-- WORK INSTRUCTIONS --
Below is a block of records; repeat all of them exactly.

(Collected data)
------------

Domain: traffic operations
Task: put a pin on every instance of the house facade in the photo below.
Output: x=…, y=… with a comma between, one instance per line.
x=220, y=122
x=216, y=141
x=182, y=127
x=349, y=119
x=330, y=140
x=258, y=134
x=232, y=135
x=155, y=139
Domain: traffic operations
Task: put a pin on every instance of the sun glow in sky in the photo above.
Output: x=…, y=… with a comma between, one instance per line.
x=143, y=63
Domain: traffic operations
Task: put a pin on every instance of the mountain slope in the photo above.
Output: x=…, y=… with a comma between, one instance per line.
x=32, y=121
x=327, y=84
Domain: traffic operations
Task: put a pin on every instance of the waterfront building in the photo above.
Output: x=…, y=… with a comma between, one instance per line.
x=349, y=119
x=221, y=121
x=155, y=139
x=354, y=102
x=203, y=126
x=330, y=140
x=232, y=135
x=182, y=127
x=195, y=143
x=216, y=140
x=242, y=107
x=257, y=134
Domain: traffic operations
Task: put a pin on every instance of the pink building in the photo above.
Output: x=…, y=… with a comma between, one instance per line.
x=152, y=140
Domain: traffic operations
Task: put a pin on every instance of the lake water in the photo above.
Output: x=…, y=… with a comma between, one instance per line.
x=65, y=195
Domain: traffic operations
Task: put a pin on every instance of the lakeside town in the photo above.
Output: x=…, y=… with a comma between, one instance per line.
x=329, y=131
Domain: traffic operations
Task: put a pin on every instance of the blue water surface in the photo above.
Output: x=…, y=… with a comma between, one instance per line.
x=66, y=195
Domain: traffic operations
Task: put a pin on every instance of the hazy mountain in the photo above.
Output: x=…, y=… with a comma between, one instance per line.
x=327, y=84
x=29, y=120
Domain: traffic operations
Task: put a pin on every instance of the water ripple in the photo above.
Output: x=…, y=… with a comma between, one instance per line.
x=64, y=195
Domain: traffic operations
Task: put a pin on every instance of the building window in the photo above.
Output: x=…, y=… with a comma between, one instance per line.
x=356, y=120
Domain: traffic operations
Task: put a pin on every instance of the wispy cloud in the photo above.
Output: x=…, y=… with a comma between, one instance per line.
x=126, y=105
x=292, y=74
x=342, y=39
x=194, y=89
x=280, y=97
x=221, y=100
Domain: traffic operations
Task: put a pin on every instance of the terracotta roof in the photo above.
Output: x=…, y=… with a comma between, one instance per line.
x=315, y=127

------------

-- SOLUTION --
Domain: traffic operations
Task: put a pin on every instance of the house facade in the photo below.
Output: x=…, y=… with a comma between, one instance per line.
x=220, y=122
x=216, y=141
x=182, y=127
x=349, y=119
x=330, y=140
x=258, y=134
x=232, y=135
x=155, y=139
Domain: traffic operations
Task: put a pin on every instance of the sun glow in sky in the photo above.
Output: x=…, y=… with a comma between, one instance per line.
x=143, y=63
Domain: traffic operations
Task: put a pin on every instance of the mountain slope in the photo above.
Output: x=…, y=… with a comma between, one instance per line.
x=32, y=121
x=327, y=84
Domain: traffic operations
Task: put a pin on every instance of the waterfront building in the photo above.
Output: x=…, y=… with a comma between, one instance per line.
x=349, y=119
x=221, y=121
x=155, y=139
x=354, y=102
x=203, y=126
x=330, y=140
x=232, y=135
x=182, y=127
x=195, y=143
x=216, y=140
x=242, y=107
x=257, y=134
Domain: traffic operations
Task: put a pin on every instance of the pink building in the photo above.
Output: x=…, y=… with a comma between, one instance per line.
x=152, y=140
Domain: traffic operations
Task: put a pin on every instance of the lake water in the photo above.
Output: x=…, y=… with a comma between, one instance per line.
x=65, y=195
Domain: traffic operations
Task: put a pin on every instance of the lakeside town in the photo above.
Output: x=…, y=… with a comma between, one instance per line.
x=329, y=131
Domain: traffic operations
Task: put a pin on every instance of the blue water surface in the photo above.
Output: x=…, y=… with a comma between, one instance per line.
x=66, y=195
Domain: traffic operations
Task: put a pin on every instance of the hazy mountain in the photo above.
Output: x=…, y=… with a comma between, one instance per line.
x=327, y=84
x=29, y=120
Domain: traffic operations
Task: put a pin on every instance of the water ripple in the photo above.
Output: x=…, y=… with a comma between, one instance per line.
x=64, y=195
Domain: traffic operations
Task: put a pin on every instance of the building window in the photo above.
Output: x=…, y=… with a comma between, one instance per line.
x=356, y=120
Domain: traffic operations
Task: put a pin on every instance of the wispy cloud in the photo above.
Output: x=…, y=… with a comma between, one instance per line.
x=126, y=105
x=292, y=74
x=342, y=39
x=194, y=89
x=280, y=97
x=221, y=100
Domain: traffic operations
Task: put a pin on every instance of the terracotta roof in the photo above.
Output: x=…, y=… with a comma between, one instance per line.
x=315, y=127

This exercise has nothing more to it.